→ **TASK STATEMENT**
Write out all the records below again, substituting "Return results" for each "Give results" and leaving everything else unchanged. Leave the pictures out.

Detection annotation records:
• • • • •
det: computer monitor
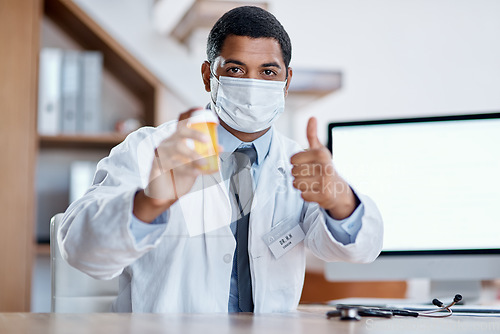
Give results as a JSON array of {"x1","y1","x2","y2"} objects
[{"x1": 325, "y1": 113, "x2": 500, "y2": 302}]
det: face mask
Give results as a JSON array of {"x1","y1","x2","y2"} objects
[{"x1": 210, "y1": 75, "x2": 286, "y2": 133}]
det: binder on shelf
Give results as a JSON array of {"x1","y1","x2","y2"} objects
[
  {"x1": 77, "y1": 52, "x2": 102, "y2": 134},
  {"x1": 61, "y1": 51, "x2": 80, "y2": 134},
  {"x1": 38, "y1": 48, "x2": 63, "y2": 135},
  {"x1": 69, "y1": 161, "x2": 97, "y2": 203}
]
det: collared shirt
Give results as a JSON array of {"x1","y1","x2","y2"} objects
[{"x1": 130, "y1": 125, "x2": 364, "y2": 312}]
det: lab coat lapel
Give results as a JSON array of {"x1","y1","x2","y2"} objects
[
  {"x1": 249, "y1": 131, "x2": 289, "y2": 255},
  {"x1": 179, "y1": 168, "x2": 231, "y2": 237}
]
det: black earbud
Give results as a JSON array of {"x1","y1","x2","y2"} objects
[{"x1": 432, "y1": 296, "x2": 444, "y2": 307}]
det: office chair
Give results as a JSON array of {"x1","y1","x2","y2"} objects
[{"x1": 50, "y1": 213, "x2": 118, "y2": 313}]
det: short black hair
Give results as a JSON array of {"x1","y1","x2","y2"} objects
[{"x1": 207, "y1": 6, "x2": 292, "y2": 68}]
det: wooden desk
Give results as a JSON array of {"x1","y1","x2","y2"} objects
[{"x1": 0, "y1": 308, "x2": 500, "y2": 334}]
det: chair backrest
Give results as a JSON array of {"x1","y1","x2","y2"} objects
[{"x1": 50, "y1": 213, "x2": 118, "y2": 313}]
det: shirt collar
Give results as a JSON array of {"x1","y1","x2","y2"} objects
[{"x1": 217, "y1": 124, "x2": 274, "y2": 165}]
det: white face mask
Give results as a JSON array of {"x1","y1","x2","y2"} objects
[{"x1": 210, "y1": 75, "x2": 286, "y2": 133}]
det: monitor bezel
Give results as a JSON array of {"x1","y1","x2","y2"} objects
[{"x1": 327, "y1": 112, "x2": 500, "y2": 256}]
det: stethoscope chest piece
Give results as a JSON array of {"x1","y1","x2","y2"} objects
[{"x1": 339, "y1": 307, "x2": 361, "y2": 321}]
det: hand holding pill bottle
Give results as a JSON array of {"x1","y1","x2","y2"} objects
[{"x1": 187, "y1": 109, "x2": 219, "y2": 173}]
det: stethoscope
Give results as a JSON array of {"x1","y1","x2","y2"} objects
[{"x1": 326, "y1": 295, "x2": 462, "y2": 320}]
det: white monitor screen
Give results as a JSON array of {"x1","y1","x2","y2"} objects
[{"x1": 330, "y1": 114, "x2": 500, "y2": 251}]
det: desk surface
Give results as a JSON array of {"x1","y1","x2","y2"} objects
[{"x1": 0, "y1": 307, "x2": 500, "y2": 334}]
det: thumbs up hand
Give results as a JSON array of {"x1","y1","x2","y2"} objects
[{"x1": 290, "y1": 117, "x2": 359, "y2": 220}]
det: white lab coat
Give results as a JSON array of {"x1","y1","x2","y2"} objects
[{"x1": 58, "y1": 122, "x2": 383, "y2": 313}]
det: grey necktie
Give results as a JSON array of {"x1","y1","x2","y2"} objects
[{"x1": 230, "y1": 146, "x2": 257, "y2": 312}]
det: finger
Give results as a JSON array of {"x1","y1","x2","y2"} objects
[
  {"x1": 292, "y1": 163, "x2": 323, "y2": 177},
  {"x1": 307, "y1": 117, "x2": 323, "y2": 149},
  {"x1": 156, "y1": 140, "x2": 202, "y2": 169},
  {"x1": 290, "y1": 148, "x2": 331, "y2": 166}
]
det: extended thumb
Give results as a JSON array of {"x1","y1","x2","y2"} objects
[{"x1": 307, "y1": 117, "x2": 322, "y2": 149}]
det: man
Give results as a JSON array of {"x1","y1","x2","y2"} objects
[{"x1": 59, "y1": 7, "x2": 382, "y2": 313}]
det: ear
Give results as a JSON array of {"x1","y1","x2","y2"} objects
[
  {"x1": 285, "y1": 67, "x2": 293, "y2": 96},
  {"x1": 201, "y1": 60, "x2": 212, "y2": 92}
]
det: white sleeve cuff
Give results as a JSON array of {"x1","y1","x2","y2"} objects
[{"x1": 321, "y1": 203, "x2": 365, "y2": 245}]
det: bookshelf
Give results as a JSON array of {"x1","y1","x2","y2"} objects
[
  {"x1": 35, "y1": 0, "x2": 162, "y2": 249},
  {"x1": 35, "y1": 0, "x2": 163, "y2": 250}
]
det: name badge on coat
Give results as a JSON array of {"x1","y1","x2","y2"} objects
[{"x1": 262, "y1": 219, "x2": 306, "y2": 259}]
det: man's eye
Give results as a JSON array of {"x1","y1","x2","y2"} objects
[{"x1": 227, "y1": 67, "x2": 241, "y2": 74}]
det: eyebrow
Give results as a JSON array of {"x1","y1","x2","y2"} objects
[{"x1": 223, "y1": 59, "x2": 281, "y2": 69}]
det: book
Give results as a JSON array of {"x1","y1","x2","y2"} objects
[
  {"x1": 61, "y1": 51, "x2": 81, "y2": 134},
  {"x1": 69, "y1": 161, "x2": 97, "y2": 203},
  {"x1": 77, "y1": 51, "x2": 102, "y2": 134},
  {"x1": 38, "y1": 48, "x2": 63, "y2": 135}
]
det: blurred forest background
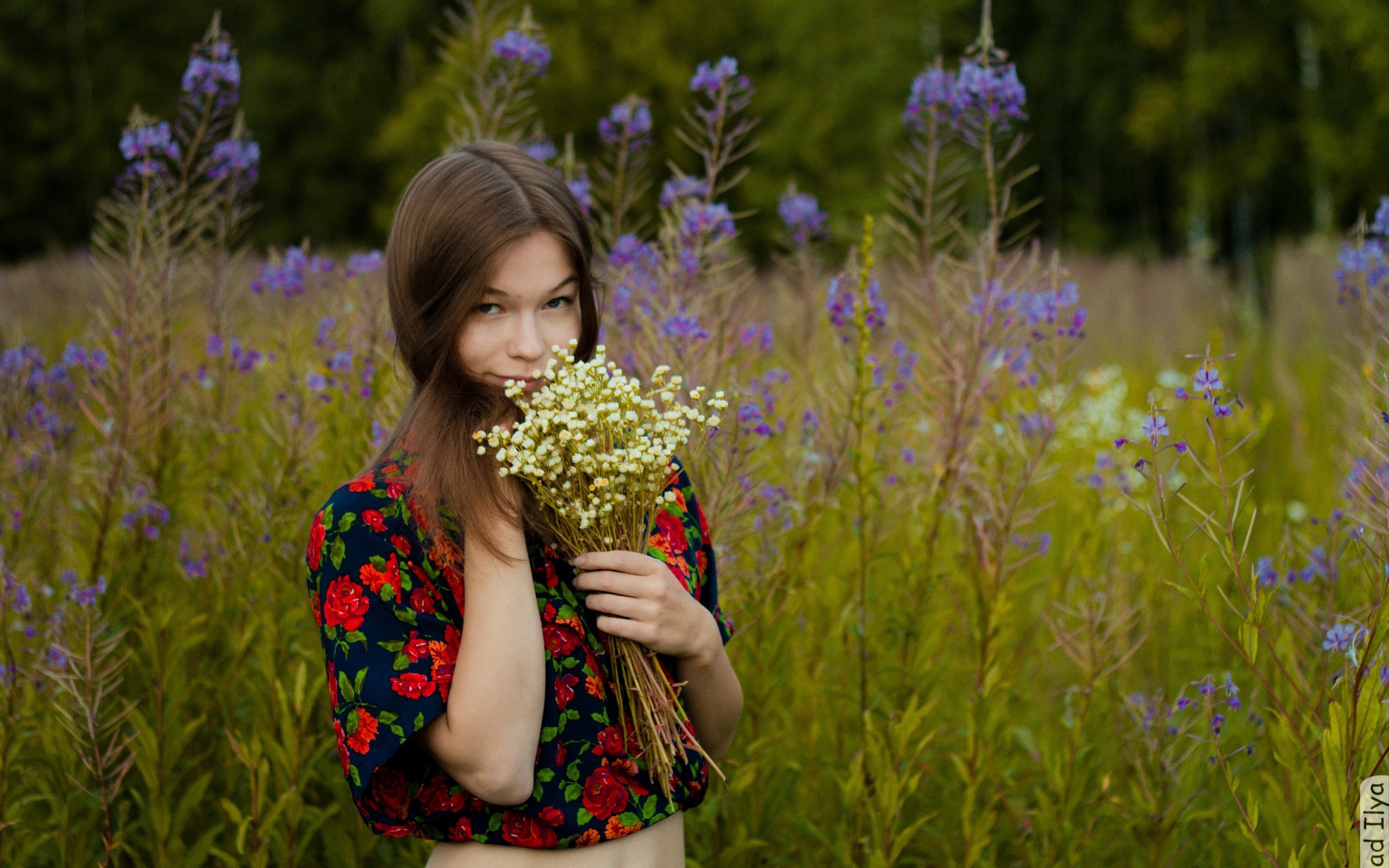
• • • • •
→ **RESPONSE**
det: computer monitor
Return results as a JSON array of {"x1","y1","x2","y2"} objects
[{"x1": 325, "y1": 113, "x2": 500, "y2": 302}]
det: face mask
Return results as a JSON array of {"x1","y1","x2","y2"} objects
[{"x1": 210, "y1": 75, "x2": 286, "y2": 133}]
det: binder on shelf
Return results as a JSON array of {"x1","y1","x2","y2"} objects
[
  {"x1": 77, "y1": 52, "x2": 102, "y2": 134},
  {"x1": 61, "y1": 51, "x2": 80, "y2": 134},
  {"x1": 38, "y1": 48, "x2": 63, "y2": 135},
  {"x1": 69, "y1": 161, "x2": 97, "y2": 203}
]
det: collared shirt
Return results as a JSON array of {"x1","y1","x2","y2"} objects
[{"x1": 130, "y1": 125, "x2": 364, "y2": 312}]
det: lab coat lapel
Return results as a JSON array of {"x1","y1","x2","y2"} objects
[
  {"x1": 249, "y1": 131, "x2": 289, "y2": 255},
  {"x1": 179, "y1": 168, "x2": 231, "y2": 237}
]
det: black earbud
Return results as a JSON array of {"x1","y1","x2","y2"} objects
[{"x1": 432, "y1": 296, "x2": 444, "y2": 307}]
det: office chair
Return results as a JSON array of {"x1","y1","x2","y2"} objects
[{"x1": 50, "y1": 213, "x2": 118, "y2": 313}]
det: short black hair
Return results as a JSON array of {"x1","y1","x2","y2"} objects
[{"x1": 207, "y1": 6, "x2": 292, "y2": 68}]
det: wooden desk
Return results as a JSON array of {"x1","y1","x2","y2"} objects
[{"x1": 0, "y1": 308, "x2": 500, "y2": 334}]
det: chair backrest
Return results as a JSON array of {"x1","y1","x2","y2"} objects
[{"x1": 50, "y1": 213, "x2": 118, "y2": 313}]
det: shirt collar
Return results as a JSON array of {"x1","y1","x2","y2"} objects
[{"x1": 217, "y1": 124, "x2": 274, "y2": 165}]
det: white face mask
Return results as a JSON array of {"x1","y1","x2","y2"} objects
[{"x1": 210, "y1": 75, "x2": 286, "y2": 133}]
det: monitor bezel
Return results as a JSON array of {"x1","y1","x2","y2"} objects
[{"x1": 327, "y1": 112, "x2": 500, "y2": 256}]
det: stethoscope chest piece
Return results as a JSON array of {"x1","y1","x2","y2"} objects
[{"x1": 339, "y1": 307, "x2": 361, "y2": 321}]
det: hand holding pill bottle
Return results as a JSON array of {"x1","y1","x2","y2"} objects
[{"x1": 187, "y1": 109, "x2": 219, "y2": 173}]
det: stethoscope
Return results as a JSON array of {"x1","y1","x2","y2"} objects
[{"x1": 326, "y1": 295, "x2": 462, "y2": 320}]
det: white monitor screen
Return results as a JSON array of {"x1","y1","x2","y2"} objects
[{"x1": 330, "y1": 114, "x2": 500, "y2": 251}]
det: desk surface
Return results as a JSON array of {"x1","y1","x2","y2"} objects
[{"x1": 0, "y1": 307, "x2": 500, "y2": 334}]
det: thumbs up hand
Return results as a JSON array of {"x1","y1","x2","y2"} objects
[{"x1": 290, "y1": 117, "x2": 359, "y2": 220}]
det: white lab coat
Return results as a JSON array of {"x1","y1","x2","y2"} objects
[{"x1": 58, "y1": 122, "x2": 383, "y2": 313}]
det: grey necktie
Return results as a JSON array of {"x1","y1","x2","y2"} objects
[{"x1": 230, "y1": 146, "x2": 257, "y2": 312}]
det: finger
Return results as a JSON array of {"x1","y1","x2","y2"} objects
[
  {"x1": 292, "y1": 163, "x2": 323, "y2": 177},
  {"x1": 307, "y1": 117, "x2": 323, "y2": 149},
  {"x1": 156, "y1": 140, "x2": 202, "y2": 169},
  {"x1": 290, "y1": 148, "x2": 331, "y2": 166}
]
det: extended thumb
Return results as a JSON array of {"x1","y1","x2","y2"} objects
[{"x1": 307, "y1": 117, "x2": 322, "y2": 149}]
det: man
Return results as a JSON array of {"x1","y1","x2","y2"} objects
[{"x1": 59, "y1": 7, "x2": 382, "y2": 313}]
det: ear
Return results as a JSON array of {"x1","y1","x2","y2"} objects
[
  {"x1": 285, "y1": 67, "x2": 293, "y2": 96},
  {"x1": 201, "y1": 60, "x2": 212, "y2": 92}
]
det: white sleeve cuff
Return results as a JSON array of {"x1","y1","x2","y2"} objects
[{"x1": 321, "y1": 203, "x2": 365, "y2": 245}]
det: bookshelf
Return results as a JSON array of {"x1","y1","x2","y2"} objects
[
  {"x1": 35, "y1": 0, "x2": 162, "y2": 249},
  {"x1": 35, "y1": 0, "x2": 163, "y2": 250}
]
det: name badge on coat
Return results as a JSON array of {"x1","y1","x2","y2"} objects
[{"x1": 262, "y1": 219, "x2": 306, "y2": 259}]
det: man's eye
Return results as a JSON array of {"x1","y1","x2","y2"} objects
[{"x1": 227, "y1": 67, "x2": 241, "y2": 74}]
det: eyebrow
Return results as a JSON array of {"x1","y1","x2","y2"} objects
[{"x1": 223, "y1": 59, "x2": 281, "y2": 69}]
det: book
Return results as a JSON array of {"x1","y1","x2","y2"} objects
[
  {"x1": 61, "y1": 51, "x2": 81, "y2": 134},
  {"x1": 69, "y1": 161, "x2": 97, "y2": 203},
  {"x1": 77, "y1": 51, "x2": 102, "y2": 134},
  {"x1": 38, "y1": 48, "x2": 63, "y2": 135}
]
det: blurred forest background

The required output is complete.